EXERCISE GOAL
Please rewrite the part of the listing below that runs from its first line through the line containing "Outline every instance" as a numbered list, leaving out blank lines.

Labeling and segmentation records
╔══
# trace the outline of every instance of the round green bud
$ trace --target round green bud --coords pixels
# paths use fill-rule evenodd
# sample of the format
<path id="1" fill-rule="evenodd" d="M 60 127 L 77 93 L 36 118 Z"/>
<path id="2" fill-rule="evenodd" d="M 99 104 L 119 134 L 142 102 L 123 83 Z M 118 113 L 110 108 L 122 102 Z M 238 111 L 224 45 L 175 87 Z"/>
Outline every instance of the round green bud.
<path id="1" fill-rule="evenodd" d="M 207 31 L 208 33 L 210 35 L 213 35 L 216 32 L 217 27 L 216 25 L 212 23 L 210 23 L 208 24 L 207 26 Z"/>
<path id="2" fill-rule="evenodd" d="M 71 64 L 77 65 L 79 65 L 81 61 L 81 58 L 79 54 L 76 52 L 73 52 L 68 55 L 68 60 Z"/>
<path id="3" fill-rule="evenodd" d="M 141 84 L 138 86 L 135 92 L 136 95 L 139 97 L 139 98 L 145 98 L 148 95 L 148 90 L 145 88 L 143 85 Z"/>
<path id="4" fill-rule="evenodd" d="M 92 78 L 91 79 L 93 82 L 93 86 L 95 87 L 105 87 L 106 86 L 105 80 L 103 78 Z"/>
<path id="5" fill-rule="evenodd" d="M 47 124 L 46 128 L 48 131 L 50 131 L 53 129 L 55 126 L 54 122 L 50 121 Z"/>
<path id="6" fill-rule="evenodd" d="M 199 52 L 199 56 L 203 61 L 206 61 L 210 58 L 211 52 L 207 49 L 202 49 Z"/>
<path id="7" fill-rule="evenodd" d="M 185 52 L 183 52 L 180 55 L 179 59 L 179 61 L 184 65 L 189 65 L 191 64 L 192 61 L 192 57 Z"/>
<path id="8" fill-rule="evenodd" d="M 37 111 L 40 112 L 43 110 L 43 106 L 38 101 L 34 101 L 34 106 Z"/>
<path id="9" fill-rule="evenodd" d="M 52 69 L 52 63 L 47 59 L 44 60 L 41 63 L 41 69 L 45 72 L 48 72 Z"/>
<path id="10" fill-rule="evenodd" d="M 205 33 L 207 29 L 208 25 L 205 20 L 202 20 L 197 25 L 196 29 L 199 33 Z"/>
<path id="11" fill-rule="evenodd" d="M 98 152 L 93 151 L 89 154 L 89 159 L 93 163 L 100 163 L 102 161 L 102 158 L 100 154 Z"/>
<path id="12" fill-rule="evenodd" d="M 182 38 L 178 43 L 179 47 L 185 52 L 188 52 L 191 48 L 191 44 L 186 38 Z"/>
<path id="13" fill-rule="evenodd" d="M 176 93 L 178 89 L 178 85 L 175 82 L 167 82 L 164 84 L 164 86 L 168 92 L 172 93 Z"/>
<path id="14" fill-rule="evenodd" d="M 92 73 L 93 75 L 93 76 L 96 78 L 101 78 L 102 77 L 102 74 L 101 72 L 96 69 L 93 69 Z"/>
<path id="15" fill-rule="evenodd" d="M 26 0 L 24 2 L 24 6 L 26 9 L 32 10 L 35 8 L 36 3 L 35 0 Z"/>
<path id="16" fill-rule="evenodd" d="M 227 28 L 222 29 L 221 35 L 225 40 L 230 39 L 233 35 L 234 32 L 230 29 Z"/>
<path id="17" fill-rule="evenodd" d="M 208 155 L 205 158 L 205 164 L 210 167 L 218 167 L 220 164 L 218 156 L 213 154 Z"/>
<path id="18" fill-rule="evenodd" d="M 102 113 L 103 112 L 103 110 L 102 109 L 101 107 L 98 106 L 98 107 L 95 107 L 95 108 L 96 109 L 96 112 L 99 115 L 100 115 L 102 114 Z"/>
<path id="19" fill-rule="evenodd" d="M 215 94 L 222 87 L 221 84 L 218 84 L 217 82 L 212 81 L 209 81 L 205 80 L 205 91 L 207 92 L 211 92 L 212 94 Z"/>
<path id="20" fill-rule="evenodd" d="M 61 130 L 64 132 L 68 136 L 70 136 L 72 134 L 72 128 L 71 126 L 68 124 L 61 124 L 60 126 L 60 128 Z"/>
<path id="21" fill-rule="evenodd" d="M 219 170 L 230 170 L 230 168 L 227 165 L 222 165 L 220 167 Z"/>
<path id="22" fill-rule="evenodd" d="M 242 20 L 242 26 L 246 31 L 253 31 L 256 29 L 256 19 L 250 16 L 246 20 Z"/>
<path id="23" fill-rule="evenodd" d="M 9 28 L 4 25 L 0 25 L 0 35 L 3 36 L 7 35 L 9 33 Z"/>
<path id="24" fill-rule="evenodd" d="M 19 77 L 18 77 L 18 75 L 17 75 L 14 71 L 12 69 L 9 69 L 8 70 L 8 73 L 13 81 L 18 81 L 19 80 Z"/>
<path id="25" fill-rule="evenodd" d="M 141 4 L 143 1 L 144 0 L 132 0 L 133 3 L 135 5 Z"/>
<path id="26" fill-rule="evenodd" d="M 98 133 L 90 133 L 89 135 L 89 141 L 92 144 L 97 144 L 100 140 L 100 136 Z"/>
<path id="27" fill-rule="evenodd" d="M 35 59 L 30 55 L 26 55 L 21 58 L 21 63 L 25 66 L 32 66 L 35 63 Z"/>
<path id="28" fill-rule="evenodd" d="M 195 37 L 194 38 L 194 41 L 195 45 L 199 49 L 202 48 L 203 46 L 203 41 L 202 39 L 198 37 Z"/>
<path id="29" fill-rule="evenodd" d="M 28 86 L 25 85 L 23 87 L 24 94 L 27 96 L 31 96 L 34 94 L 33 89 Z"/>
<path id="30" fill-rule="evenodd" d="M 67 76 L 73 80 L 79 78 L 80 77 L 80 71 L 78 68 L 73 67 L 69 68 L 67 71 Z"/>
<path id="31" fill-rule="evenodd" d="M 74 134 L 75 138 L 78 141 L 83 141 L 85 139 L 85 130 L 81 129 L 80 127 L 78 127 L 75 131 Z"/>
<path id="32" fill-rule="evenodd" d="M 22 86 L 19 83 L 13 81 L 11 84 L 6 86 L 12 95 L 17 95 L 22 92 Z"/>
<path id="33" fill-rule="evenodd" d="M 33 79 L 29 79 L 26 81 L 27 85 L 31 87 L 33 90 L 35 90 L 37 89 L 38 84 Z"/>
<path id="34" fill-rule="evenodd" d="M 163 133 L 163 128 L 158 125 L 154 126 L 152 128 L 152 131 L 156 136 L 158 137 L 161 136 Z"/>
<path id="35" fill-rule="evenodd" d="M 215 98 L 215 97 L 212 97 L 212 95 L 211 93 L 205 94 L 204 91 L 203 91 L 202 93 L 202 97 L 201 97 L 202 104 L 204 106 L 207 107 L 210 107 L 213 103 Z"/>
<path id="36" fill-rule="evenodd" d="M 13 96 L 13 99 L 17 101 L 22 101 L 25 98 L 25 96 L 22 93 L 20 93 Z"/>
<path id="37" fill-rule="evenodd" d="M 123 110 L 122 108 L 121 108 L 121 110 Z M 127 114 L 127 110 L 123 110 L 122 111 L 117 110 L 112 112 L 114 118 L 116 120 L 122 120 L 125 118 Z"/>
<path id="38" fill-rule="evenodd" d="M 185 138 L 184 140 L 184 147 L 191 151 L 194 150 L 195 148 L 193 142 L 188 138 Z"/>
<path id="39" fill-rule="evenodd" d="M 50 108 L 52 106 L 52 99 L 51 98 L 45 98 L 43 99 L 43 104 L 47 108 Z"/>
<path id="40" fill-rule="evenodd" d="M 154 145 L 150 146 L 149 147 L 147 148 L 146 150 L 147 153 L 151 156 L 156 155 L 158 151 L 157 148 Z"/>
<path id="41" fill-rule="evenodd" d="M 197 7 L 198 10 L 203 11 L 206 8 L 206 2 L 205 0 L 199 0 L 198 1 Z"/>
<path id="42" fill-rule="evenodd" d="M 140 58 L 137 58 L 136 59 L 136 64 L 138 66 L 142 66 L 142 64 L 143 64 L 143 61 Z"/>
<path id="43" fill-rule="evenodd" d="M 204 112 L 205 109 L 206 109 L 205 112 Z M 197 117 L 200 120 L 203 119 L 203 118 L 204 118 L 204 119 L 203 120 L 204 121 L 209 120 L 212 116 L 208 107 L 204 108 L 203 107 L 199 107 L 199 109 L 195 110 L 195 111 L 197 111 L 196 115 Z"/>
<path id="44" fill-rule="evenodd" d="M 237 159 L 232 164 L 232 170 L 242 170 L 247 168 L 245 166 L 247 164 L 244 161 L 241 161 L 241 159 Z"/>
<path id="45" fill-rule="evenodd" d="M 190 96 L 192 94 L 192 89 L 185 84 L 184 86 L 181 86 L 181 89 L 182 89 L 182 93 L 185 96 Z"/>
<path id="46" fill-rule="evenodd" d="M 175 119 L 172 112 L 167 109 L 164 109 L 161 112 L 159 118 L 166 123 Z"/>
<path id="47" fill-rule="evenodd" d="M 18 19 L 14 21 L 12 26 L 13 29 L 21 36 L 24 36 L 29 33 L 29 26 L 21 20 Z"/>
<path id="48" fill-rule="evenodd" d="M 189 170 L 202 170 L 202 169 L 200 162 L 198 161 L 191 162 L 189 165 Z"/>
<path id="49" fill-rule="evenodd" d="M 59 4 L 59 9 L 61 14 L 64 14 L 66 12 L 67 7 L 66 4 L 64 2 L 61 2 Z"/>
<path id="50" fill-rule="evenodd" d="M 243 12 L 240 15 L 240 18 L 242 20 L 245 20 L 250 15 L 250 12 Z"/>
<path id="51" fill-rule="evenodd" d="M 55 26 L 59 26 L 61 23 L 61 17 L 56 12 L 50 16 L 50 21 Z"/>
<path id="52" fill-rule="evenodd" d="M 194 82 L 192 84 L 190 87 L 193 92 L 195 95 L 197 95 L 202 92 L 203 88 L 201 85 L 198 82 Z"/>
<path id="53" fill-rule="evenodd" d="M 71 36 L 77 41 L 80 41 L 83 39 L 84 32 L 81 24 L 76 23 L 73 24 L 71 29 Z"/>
╚══
RESPONSE TO THIS TASK
1. # trace the outline of every instance of the round green bud
2. $ trace --target round green bud --coords pixels
3. # paths use fill-rule evenodd
4. # sample of the format
5. <path id="1" fill-rule="evenodd" d="M 60 127 L 77 93 L 36 118 Z"/>
6. <path id="2" fill-rule="evenodd" d="M 99 104 L 119 134 L 142 102 L 123 83 Z M 118 113 L 110 108 L 122 102 Z M 238 111 L 224 45 L 175 87 Z"/>
7. Outline every instance of the round green bud.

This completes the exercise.